-- start of Text provided --
# Swift Kontiki 665P! Locker space & water in the window s



## KontikiChris (Nov 26, 2010)

Can anyone give me advice, please?
I have a 2007 Swift Kontiki 665P, & today, I discovered a space under the floor in the rear off-side locker. It looks similar to the battery compartment in the front near-side locker! Is it another battery compartment, & if so would it mean having to put in additional wiring, or is the wiring already there??
I also noticed a while ago that one of my habitation windows has some condensation in between the plastic panels. Today, I noticed that it now has quite a bit of water in between them. Does anyone know how to get this out, & how to prevent it happening again?
Many thanks in anticipation.
Chris


----------



## bognormike (May 10, 2005)

Chris

I've moved this to Swift, as it relates to the conversion rather than the base vehicle.

About the windows, there should be a little plastic plug in one corner, you can take that out & allow it to ventilate to clear. Well I saw that somewhere on here, but haven't done it myself.
-- end of Text provided --
-- start of Given data --
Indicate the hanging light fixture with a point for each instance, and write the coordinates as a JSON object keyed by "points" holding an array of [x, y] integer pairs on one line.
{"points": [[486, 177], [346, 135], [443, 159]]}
-- end of Given data --
**Work instructions**. Please transcribe the entire Swift Kontiki thread word for word. The lines after the Swift Kontiki thread are separate material.

**Task output**.
# Swift Kontiki 665P! Locker space & water in the window s



## KontikiChris (Nov 26, 2010)

Can anyone give me advice, please?
I have a 2007 Swift Kontiki 665P, & today, I discovered a space under the floor in the rear off-side locker. It looks similar to the battery compartment in the front near-side locker! Is it another battery compartment, & if so would it mean having to put in additional wiring, or is the wiring already there??
I also noticed a while ago that one of my habitation windows has some condensation in between the plastic panels. Today, I noticed that it now has quite a bit of water in between them. Does anyone know how to get this out, & how to prevent it happening again?
Many thanks in anticipation.
Chris


----------



## bognormike (May 10, 2005)

Chris

I've moved this to Swift, as it relates to the conversion rather than the base vehicle.

About the windows, there should be a little plastic plug in one corner, you can take that out & allow it to ventilate to clear. Well I saw that somewhere on here, but haven't done it myself.